*** PROVIDED DATA ***

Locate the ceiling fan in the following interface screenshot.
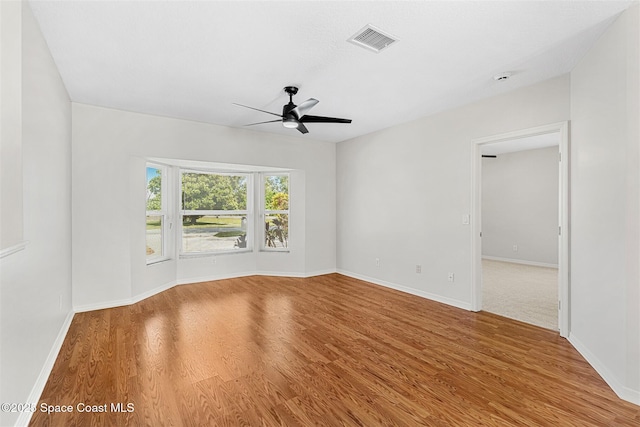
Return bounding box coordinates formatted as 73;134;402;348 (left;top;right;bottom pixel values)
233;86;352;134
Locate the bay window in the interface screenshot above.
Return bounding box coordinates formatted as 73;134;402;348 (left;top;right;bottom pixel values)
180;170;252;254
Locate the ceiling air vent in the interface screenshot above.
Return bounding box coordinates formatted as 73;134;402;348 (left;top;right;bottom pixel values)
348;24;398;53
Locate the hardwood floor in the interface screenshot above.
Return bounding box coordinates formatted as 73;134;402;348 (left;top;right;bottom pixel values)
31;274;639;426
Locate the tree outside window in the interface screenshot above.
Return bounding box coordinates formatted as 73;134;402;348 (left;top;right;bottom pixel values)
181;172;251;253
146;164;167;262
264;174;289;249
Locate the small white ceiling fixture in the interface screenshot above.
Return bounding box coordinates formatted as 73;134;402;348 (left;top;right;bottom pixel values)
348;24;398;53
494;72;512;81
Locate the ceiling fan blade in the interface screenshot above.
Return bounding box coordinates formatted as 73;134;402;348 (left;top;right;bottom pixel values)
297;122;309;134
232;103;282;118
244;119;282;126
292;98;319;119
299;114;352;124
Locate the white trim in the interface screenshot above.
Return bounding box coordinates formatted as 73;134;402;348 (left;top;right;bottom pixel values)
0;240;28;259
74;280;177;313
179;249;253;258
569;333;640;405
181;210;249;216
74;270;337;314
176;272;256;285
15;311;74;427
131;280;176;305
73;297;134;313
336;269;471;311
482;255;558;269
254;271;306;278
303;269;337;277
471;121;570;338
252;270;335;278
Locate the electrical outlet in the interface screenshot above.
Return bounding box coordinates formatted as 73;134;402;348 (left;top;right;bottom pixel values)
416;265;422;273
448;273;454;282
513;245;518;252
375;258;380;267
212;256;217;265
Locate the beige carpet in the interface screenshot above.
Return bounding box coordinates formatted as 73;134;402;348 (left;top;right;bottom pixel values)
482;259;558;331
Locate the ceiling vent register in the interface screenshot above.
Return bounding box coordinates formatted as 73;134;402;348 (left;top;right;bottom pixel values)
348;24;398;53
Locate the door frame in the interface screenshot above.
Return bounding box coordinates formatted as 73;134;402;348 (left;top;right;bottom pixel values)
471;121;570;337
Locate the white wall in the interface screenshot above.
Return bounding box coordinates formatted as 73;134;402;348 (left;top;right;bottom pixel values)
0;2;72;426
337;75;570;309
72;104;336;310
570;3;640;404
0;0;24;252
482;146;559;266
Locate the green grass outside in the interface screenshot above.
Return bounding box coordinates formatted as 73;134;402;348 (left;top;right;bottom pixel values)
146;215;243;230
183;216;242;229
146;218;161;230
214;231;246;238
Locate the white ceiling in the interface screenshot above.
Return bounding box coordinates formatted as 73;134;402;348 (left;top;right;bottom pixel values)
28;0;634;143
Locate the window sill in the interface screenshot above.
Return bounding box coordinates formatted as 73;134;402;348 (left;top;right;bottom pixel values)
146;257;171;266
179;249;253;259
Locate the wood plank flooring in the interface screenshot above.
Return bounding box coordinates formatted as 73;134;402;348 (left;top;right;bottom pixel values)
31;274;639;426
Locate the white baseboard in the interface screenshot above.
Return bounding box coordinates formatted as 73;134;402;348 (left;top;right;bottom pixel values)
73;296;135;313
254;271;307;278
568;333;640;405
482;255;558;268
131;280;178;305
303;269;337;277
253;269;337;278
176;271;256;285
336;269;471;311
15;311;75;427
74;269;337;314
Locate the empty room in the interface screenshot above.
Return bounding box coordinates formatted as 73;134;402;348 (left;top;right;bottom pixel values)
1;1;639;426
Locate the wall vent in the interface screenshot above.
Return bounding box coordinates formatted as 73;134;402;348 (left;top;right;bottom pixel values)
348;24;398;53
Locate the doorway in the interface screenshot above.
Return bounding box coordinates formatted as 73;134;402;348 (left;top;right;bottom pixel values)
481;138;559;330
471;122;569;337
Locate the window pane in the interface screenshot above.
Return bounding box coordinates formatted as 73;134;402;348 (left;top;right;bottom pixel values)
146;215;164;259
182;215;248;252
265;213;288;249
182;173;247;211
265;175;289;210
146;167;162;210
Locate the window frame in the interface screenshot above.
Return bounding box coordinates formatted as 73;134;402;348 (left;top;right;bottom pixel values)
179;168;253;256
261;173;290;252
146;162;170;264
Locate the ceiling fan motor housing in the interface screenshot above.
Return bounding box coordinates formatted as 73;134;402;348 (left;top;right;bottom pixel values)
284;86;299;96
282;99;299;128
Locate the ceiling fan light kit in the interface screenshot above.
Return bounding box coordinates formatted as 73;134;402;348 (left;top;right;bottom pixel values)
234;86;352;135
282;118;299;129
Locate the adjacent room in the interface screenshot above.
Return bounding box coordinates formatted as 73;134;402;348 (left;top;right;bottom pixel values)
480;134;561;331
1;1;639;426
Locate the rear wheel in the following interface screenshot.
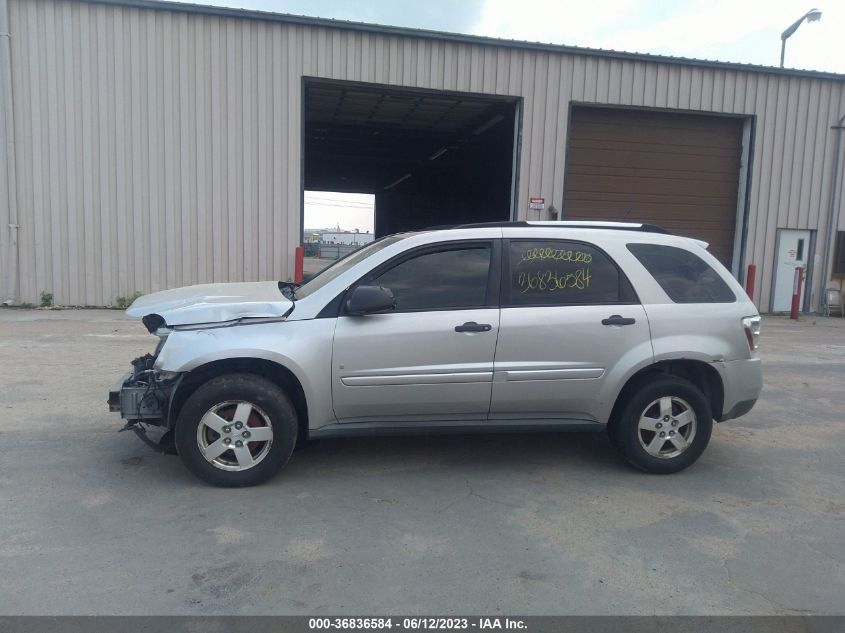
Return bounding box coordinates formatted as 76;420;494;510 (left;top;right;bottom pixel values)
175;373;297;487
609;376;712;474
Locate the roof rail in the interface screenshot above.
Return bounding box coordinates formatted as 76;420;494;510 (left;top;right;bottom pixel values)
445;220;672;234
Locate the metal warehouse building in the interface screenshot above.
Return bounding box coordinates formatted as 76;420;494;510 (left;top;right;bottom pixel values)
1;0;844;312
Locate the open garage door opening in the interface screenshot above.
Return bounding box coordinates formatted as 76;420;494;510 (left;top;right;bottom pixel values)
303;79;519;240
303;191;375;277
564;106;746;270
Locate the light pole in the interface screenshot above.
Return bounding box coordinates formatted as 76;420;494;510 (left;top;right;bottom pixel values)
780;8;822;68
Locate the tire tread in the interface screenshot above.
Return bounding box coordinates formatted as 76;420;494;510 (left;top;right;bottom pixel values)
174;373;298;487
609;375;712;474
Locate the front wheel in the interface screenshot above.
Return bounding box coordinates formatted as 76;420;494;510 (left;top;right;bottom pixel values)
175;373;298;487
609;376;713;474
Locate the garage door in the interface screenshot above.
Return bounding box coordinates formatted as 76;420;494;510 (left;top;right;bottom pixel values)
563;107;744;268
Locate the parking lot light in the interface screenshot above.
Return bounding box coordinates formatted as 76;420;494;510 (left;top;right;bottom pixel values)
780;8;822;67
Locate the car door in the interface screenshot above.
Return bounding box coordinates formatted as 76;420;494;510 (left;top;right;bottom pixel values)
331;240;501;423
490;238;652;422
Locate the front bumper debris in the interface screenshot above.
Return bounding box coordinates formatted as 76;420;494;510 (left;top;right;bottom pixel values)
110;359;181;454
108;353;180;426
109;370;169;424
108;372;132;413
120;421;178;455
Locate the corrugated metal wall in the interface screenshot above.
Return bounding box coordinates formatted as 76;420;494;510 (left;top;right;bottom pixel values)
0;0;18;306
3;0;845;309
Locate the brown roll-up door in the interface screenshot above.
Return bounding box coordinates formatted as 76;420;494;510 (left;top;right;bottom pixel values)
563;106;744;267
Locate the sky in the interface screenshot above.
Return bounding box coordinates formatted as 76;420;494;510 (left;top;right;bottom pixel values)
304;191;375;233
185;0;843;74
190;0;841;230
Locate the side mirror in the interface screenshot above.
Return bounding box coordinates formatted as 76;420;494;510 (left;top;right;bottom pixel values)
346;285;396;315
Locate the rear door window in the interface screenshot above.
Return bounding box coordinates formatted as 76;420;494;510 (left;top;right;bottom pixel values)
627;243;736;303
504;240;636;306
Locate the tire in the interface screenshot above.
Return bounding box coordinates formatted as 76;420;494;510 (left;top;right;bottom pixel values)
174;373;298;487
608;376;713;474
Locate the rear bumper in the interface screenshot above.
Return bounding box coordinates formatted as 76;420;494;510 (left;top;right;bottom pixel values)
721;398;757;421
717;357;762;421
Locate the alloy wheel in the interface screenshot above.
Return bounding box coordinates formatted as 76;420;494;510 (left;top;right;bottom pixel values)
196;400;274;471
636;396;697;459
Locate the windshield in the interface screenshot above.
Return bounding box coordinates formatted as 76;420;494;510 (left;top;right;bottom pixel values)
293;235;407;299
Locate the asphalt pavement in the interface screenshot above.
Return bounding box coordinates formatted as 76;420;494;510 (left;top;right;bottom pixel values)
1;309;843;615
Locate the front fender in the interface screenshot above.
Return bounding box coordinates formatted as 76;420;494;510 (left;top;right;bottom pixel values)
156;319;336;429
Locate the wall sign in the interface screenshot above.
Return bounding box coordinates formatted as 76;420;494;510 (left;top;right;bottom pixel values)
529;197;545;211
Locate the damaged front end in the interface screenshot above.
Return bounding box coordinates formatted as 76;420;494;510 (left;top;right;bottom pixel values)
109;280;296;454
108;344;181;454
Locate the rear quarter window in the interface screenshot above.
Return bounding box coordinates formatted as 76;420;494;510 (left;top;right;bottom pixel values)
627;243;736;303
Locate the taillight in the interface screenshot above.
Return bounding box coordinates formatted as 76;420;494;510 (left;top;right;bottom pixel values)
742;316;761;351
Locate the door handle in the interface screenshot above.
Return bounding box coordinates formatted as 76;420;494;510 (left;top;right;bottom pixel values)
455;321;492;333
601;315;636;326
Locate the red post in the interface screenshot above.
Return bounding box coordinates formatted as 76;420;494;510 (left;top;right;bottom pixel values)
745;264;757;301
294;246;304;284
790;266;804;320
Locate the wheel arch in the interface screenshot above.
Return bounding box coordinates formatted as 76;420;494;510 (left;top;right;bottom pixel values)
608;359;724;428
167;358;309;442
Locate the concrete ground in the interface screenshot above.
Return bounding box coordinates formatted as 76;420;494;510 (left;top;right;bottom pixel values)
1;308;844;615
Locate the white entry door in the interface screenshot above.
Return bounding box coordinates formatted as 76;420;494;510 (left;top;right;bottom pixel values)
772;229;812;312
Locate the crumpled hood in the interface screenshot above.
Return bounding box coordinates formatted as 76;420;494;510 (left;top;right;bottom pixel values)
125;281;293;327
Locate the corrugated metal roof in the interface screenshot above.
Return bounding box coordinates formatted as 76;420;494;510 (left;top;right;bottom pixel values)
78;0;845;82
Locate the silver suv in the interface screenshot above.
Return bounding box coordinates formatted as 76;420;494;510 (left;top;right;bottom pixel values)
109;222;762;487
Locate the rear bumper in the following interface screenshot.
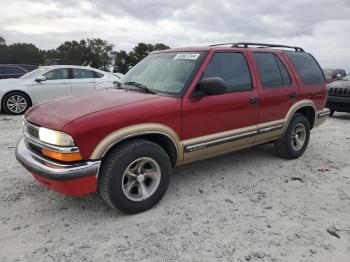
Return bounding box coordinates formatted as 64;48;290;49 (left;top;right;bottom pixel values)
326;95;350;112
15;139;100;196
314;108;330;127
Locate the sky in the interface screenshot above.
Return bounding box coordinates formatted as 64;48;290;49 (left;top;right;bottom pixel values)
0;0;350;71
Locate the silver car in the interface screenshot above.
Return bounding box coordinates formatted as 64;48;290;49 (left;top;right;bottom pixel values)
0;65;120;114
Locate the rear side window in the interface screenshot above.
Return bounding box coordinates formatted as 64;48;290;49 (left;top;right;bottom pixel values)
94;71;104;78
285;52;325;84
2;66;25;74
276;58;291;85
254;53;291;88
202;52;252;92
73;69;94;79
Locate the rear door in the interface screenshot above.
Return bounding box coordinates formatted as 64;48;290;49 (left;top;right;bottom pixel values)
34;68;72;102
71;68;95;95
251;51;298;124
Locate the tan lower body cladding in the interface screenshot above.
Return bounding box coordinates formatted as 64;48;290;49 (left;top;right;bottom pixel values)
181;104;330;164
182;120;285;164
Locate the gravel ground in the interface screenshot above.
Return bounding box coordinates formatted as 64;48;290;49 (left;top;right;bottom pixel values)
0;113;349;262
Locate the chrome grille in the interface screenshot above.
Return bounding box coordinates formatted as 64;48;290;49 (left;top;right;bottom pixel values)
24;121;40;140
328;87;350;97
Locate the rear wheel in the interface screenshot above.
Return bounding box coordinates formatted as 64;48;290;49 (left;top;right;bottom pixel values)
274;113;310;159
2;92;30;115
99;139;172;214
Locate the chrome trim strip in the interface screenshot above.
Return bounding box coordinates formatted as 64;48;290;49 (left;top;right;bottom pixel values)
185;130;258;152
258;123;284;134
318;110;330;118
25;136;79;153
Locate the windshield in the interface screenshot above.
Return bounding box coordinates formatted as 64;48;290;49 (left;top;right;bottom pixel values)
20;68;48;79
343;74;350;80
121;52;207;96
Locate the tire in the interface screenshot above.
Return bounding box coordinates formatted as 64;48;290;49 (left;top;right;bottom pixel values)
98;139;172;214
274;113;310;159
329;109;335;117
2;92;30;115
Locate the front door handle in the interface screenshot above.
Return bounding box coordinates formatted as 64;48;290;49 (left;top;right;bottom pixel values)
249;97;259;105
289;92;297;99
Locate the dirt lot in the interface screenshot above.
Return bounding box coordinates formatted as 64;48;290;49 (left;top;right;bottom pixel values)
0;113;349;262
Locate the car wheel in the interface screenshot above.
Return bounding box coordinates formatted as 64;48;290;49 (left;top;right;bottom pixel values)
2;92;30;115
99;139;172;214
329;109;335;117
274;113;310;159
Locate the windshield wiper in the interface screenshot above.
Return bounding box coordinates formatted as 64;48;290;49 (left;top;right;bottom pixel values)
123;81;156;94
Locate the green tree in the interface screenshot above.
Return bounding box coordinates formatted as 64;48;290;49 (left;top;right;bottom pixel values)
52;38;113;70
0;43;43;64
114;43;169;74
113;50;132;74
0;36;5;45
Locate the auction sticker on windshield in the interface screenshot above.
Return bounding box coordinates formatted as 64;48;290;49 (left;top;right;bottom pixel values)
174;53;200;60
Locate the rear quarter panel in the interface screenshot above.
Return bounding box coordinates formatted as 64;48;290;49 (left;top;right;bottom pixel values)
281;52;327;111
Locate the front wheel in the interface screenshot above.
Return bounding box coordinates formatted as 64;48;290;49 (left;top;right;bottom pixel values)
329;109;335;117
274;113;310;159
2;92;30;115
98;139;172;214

*** End of PROVIDED DATA ***

DIRECTIONS – Report each line of the data in which "green" occurs.

OUTPUT –
Locate the green grass outside in the interface screenshot above.
Locate the green tree in the interface screenshot above.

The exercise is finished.